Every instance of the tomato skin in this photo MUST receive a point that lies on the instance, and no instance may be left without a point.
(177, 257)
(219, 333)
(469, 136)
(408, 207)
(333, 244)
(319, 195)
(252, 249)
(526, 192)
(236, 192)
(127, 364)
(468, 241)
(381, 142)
= = = = = = =
TASK DESCRIPTION:
With nothing omitted, set down all of the records again.

OUTPUT FOR THIS TASK:
Every instance of the tomato skin in this photo MUST receive a point that lies on the instance, and no instance may be left without a point.
(177, 257)
(219, 333)
(469, 136)
(408, 207)
(333, 244)
(319, 195)
(252, 249)
(526, 192)
(236, 192)
(127, 364)
(468, 241)
(381, 142)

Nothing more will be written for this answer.